» **Excerpt to read**:
START

3. Revisit the employee separation process

Cybercriminals often take advantage of seemingly minor mistakes such as the failure to delete a previous employee's access credentials to gain access to an organization's data. In partnership with your IT security department, confirm that the login credentials for severed employees no longer exist. Further, make sure that a process exists to delete system access credentials for employees that leave the organization in the future.

4. Reverse engineer data breaches at other organizations

When a breach happens at another business, take the time to understand how it happened. Then, determine whether your organization could succumb to the same type of attack. For example, if cybercriminals took advantage of a security weakness in a software package your organization uses, make sure your IT department has deployed the latest security patch.

END

» **Data to process**:
START

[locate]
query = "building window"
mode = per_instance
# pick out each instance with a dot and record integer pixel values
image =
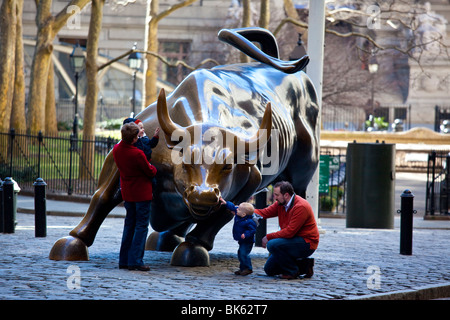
(173, 51)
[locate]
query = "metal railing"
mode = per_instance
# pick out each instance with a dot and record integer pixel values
(68, 164)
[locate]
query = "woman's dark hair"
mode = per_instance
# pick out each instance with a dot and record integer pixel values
(285, 187)
(129, 132)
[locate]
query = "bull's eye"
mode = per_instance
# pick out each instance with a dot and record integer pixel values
(227, 168)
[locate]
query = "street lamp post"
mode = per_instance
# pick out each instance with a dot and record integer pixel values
(373, 69)
(77, 61)
(134, 62)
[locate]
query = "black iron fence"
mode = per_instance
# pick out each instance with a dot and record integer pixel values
(68, 164)
(438, 184)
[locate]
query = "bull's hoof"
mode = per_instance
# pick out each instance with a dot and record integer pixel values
(69, 249)
(190, 255)
(162, 241)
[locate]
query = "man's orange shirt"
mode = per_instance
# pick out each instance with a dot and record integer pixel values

END

» **Work to complete**:
**1)** Reproduce the rows that follow the text on data security precisely, line for line, leaving out the pictures.
**2)** Write the next part of the text on preventing data breaches, starting after its last sentence.

» **Final results**:
**1)**
[locate]
query = "building window"
mode = per_instance
# pick out each instance with a dot and record integer pixel values
image =
(173, 51)
[locate]
query = "metal railing"
mode = per_instance
# pick out each instance with a dot and record integer pixel values
(68, 164)
[locate]
query = "woman's dark hair"
mode = per_instance
# pick out each instance with a dot and record integer pixel values
(285, 187)
(129, 132)
[locate]
query = "bull's eye"
mode = per_instance
# pick out each instance with a dot and record integer pixel values
(227, 168)
[locate]
query = "street lamp post"
mode = per_instance
# pick out each instance with a dot and record integer pixel values
(373, 69)
(77, 61)
(134, 62)
[locate]
query = "black iron fence"
mode = per_instance
# pick out each instance with a dot and record integer pixel values
(68, 164)
(438, 184)
[locate]
query = "bull's hoof"
mode = per_instance
# pick out each instance with a dot and record integer pixel values
(69, 249)
(190, 255)
(162, 241)
[locate]
query = "man's orange shirt"
mode = per_instance
# pick out each instance with a dot and record integer pixel values

**2)**
5. Test your defenses

Despite your best efforts to fend off a cyberattack, sometimes, the best way to determine the effectiveness of your defenses is to simulate an attack. Penetration testing involves a security consultant mounting a simulated cyberattack to test an organization's defenses. At the conclusion of the exercise, the consultant provides its assessment of your organization's security program, including the controls that worked well and those that failed.

Since Jan. 1, 2005 through Nov. 7, 2017, ITRC identified 8,099 breaches resulting in the exposure of more than 1 billion records. Staying off of ITRC's list requires a willingness to continually evaluate and evolve your defenses in response to changes in the tools and tricks that cybercriminals use to steal data.